Please repeat all of the material below word for word, leaving the images out of your answer.
▼▼▼
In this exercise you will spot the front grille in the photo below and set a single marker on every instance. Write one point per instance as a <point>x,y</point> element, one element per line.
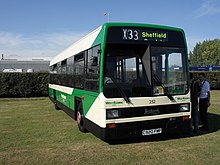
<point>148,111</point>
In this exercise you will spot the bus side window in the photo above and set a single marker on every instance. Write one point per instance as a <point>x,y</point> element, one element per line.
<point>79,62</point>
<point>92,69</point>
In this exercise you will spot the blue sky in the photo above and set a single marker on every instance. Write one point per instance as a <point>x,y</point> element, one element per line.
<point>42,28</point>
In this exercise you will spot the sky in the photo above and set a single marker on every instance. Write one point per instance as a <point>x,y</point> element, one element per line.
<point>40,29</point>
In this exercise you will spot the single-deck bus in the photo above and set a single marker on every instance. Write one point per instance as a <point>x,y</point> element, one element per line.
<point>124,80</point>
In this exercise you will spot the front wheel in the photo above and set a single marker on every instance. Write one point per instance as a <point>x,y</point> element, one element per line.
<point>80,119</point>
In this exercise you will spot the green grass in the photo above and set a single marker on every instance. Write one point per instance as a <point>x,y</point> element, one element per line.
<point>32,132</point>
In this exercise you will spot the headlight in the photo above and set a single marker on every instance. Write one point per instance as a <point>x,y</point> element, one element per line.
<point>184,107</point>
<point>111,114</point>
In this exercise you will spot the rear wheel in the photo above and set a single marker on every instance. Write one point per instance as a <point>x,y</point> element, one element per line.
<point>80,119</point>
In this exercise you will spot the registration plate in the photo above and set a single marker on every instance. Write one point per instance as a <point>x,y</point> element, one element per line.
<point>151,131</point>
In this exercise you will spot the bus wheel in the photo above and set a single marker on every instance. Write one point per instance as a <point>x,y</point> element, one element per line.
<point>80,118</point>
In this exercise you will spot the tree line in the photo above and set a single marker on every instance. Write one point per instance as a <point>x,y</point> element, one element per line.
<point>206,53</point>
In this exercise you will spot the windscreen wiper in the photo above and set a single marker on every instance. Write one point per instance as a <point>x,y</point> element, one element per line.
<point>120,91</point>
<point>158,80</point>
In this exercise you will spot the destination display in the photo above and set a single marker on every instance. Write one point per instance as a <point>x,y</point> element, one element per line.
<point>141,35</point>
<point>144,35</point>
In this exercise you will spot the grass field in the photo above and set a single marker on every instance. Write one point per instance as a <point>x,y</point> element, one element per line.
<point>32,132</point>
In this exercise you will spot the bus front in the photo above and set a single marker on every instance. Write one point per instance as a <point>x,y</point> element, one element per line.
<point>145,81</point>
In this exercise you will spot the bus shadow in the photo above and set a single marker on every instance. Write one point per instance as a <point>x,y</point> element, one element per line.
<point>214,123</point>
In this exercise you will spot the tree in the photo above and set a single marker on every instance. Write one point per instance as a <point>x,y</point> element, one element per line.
▲▲▲
**RIGHT ANSWER**
In this exercise you will spot the front grille in the photo below and set a single marker on every instance. Write one point per instance as a <point>x,y</point> element, one element per line.
<point>148,111</point>
In this exercise you will spot the bus side window in the photo above and set a single marker on every instance. Write one point per instance as a <point>x,y</point> element, one element per line.
<point>79,62</point>
<point>92,69</point>
In this exercise you will spot the blue sky in the photo above and set a single marker on every instance. Write one point per instance as a <point>x,y</point> element, one element per line.
<point>42,28</point>
In this exercise you will spot the sky in the photo above and set a single marker on every instance. Write one point per instance as a <point>x,y</point> element, one element per line.
<point>40,29</point>
In this exercise you will spot the single-deck bus in the photo above and set a single marker on every instance. Write one point per instance as a <point>x,y</point> element, one element per line.
<point>124,80</point>
In this exercise you will spot the front wheel in the photo above and set a single marker on every instance. Write one point per instance as a <point>x,y</point> element, one element per line.
<point>80,119</point>
In this exercise you will spot the green grass in the photo above and set a single marker on every instance. Write one point per instance as a <point>x,y</point> element, one element per line.
<point>32,132</point>
In this exercise you will spot the headlight in the photo above and set a single marker on every instance. Write one point per instance as a <point>x,y</point> element, one element per line.
<point>184,107</point>
<point>111,114</point>
In this exercise you will spot the rear wheel in the photo above and set a single marker on every instance. Write one point per instance as a <point>x,y</point> element, one element per line.
<point>80,119</point>
In this exercise you will spot the registration plate in the photo above and set a single marker on every instance. Write one point per instance as a <point>x,y</point> element, one element per line.
<point>151,131</point>
In this exercise you will spot the bus wheel in the photo above and set a single marker on every instance. Write one point per instance as a <point>x,y</point> element, one element per line.
<point>80,118</point>
In this exercise you will spot the tree line in the photo above and set a single marker on every instance. Write one point per instance as a <point>x,y</point> element, one element per line.
<point>206,53</point>
In this exercise you will spot the windscreen wiper in the photo above and set a single marker on every instance. Write one point per instance as a <point>x,y</point> element, one element per line.
<point>120,91</point>
<point>158,80</point>
In this exercise you will spot the destination display in the photo above and set a single marker on every instance. Write one point per instance as a <point>x,y</point> element, one element per line.
<point>141,35</point>
<point>144,35</point>
In this exercise you will spot the grass field in the photo above and set a single marker on every instance. Write one point per instance as a <point>x,y</point> element, one element per line.
<point>32,132</point>
In this exercise you will spot the bus front in the photo above and set a single marker on every instance. Write one point per instance as a <point>x,y</point> element, one element per line.
<point>145,81</point>
In this exercise you will spot the bus shadow in the photo above and set a single marker on every instance. Write one point per instance as a <point>x,y</point> element, one element per line.
<point>214,123</point>
In this exercise you will spot the tree in the photo above and set a single marker on every instance. Write one point per instance as a <point>x,y</point> element, one element per line.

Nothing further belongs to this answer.